───── DATA TO PROCESS ─────
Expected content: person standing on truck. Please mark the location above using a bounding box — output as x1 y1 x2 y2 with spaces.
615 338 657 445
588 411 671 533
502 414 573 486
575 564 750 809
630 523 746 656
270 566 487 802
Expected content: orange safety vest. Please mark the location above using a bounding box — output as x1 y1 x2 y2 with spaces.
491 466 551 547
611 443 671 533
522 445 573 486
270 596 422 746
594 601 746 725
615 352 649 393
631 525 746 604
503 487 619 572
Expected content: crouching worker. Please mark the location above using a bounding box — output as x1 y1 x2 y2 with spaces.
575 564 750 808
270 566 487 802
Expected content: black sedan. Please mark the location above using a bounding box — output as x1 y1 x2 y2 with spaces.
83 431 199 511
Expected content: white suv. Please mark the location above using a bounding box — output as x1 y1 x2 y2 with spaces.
─────
● TASK INSTRUCTIONS: The listing above should be transcribed in full, exactly as written.

● ANSWER IN FULL:
Expected content: person standing on truck. Please mark the location above using a bounding box — output as x1 y1 x2 y2 with spaces.
615 338 657 445
588 411 671 533
502 414 573 486
575 564 750 809
630 523 746 656
270 566 487 802
Expected content: orange safety vest. Please mark the location above using a bounding box — output as x1 y1 x2 y2 with spaces.
491 466 551 547
611 443 671 533
522 445 573 486
270 596 422 746
594 601 746 725
615 352 649 393
631 525 746 604
503 487 619 572
Expected content: crouching worker. Please mark the location above using a bounding box — output as x1 y1 x2 y2 with spaces.
575 564 750 808
270 566 487 802
Expected content: black sedan. Please mark the location above using a bounding box — output as x1 y1 x2 y2 with spaces.
83 431 199 511
Expected content: white suv. Please mark the location above using a bounding box — output as x1 y1 x2 y2 with spaces.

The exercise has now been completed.